- Entries from a dataset
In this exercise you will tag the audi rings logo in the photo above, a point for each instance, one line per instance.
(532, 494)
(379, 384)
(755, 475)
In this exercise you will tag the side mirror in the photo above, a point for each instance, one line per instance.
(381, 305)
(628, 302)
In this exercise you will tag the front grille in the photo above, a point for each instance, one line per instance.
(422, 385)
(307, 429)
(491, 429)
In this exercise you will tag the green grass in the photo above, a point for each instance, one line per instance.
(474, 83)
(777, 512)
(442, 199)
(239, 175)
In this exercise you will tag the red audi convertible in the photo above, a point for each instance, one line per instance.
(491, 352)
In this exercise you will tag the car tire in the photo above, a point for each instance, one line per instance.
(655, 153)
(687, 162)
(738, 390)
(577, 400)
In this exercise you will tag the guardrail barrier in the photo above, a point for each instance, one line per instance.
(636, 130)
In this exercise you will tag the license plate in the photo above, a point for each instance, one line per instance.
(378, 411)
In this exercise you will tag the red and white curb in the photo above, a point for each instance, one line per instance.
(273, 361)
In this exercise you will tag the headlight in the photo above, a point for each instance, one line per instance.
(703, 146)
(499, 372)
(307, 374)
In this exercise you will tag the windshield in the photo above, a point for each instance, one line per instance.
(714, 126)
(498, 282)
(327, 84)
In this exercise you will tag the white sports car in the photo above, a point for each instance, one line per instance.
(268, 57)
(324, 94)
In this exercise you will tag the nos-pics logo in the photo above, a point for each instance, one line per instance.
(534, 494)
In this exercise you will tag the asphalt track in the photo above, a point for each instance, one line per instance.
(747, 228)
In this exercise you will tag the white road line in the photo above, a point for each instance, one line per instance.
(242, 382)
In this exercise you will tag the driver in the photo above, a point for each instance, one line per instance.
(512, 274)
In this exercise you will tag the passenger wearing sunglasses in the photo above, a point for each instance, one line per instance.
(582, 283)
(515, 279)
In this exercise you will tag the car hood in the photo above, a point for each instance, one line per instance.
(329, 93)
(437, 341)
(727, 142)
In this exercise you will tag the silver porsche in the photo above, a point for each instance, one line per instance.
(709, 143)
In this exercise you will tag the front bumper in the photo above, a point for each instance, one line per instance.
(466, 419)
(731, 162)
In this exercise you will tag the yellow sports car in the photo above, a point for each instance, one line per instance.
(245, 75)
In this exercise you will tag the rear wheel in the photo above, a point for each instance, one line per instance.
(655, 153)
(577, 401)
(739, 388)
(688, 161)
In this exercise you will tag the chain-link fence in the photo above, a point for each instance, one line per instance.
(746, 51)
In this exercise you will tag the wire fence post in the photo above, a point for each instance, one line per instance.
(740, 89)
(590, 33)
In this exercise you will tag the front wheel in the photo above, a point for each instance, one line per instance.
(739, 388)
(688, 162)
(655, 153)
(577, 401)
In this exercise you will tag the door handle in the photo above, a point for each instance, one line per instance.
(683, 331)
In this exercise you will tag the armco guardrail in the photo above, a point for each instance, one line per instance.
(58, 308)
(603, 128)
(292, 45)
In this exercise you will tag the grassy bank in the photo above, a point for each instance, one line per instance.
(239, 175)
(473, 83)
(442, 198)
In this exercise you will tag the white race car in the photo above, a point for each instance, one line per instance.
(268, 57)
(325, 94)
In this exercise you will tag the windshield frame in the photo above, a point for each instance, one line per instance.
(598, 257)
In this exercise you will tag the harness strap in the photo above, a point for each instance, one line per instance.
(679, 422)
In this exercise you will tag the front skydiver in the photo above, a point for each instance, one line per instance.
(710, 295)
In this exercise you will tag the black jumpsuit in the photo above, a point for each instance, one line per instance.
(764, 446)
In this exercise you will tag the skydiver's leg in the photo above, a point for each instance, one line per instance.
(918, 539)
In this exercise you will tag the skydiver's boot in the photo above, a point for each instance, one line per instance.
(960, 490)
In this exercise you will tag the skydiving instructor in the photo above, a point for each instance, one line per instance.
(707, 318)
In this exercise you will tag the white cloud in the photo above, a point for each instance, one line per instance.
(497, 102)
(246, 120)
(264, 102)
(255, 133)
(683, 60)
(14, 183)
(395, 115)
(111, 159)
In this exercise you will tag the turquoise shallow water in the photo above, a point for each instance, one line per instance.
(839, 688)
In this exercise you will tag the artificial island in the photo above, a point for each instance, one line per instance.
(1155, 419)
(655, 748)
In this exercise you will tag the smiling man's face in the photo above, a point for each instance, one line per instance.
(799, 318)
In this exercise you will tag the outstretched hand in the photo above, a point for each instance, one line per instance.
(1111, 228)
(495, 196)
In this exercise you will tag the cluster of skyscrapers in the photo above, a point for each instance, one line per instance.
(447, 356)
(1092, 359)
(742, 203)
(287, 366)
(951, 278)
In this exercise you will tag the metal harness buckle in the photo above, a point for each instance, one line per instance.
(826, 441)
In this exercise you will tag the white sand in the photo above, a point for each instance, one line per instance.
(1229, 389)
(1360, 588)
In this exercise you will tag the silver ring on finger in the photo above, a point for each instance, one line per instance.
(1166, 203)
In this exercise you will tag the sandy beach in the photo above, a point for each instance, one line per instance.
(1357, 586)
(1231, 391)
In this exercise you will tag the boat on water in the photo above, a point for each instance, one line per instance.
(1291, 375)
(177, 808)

- PROBLEM REQUIREMENTS
Transcribe exactly, and only, the lines from the one bearing "In this exercise you will tag the skydiver's leg" through the last line of the entries, counting both.

- WORKED ANSWER
In this exercise you will tag the skydiver's leg in the photo above, a point for each instance, one line per instance.
(918, 539)
In this exercise you will tag the skydiver's boot in the photo above, a point for each instance, one line per instance.
(960, 490)
In this exercise you will tag the skydiving instructor in the photo above, a point for each instance, one line per instance.
(707, 318)
In this exercise you will tag the white cloud in the photo above, a point for each instance, one line per instance.
(497, 102)
(246, 120)
(264, 102)
(255, 133)
(683, 60)
(14, 183)
(395, 115)
(111, 159)
In this exercise you will tag the turquoise shallow water in the photo above, a point for each instance, one line per instance.
(839, 688)
In this exercise you will tag the artificial island in the photo above, a point for each instance, one line per instance.
(1155, 419)
(655, 748)
In this exercise you will tag the smiling man's face in the photo above, a point for each instance, one line per instance.
(799, 318)
In this exercise you will tag the outstretched hand in the photo above, a point for each instance, one line per instance.
(1111, 228)
(495, 196)
In this exercise you will tag the cluster of skyscrapers in the photo above, a point for each instance, one line per instance.
(447, 356)
(1092, 359)
(742, 203)
(287, 366)
(951, 278)
In this exercise you will tag the metal harness buckle in the photo above, a point for each instance, one line per instance.
(826, 441)
In this exercise you will tag the white sand in the photo above, a point for each instance, one line per instance.
(1229, 389)
(1360, 588)
In this exercise you will tag the silver ring on finger in the photo above, a point for each instance, one line per instance.
(1166, 203)
In this exercise you will tag the sandy beach in the photo above, a point for each instance, one line per instance.
(1357, 586)
(1231, 391)
In this exercise you will tag the boat on water in the photo above, a point for each instance, one line per instance.
(1291, 375)
(177, 808)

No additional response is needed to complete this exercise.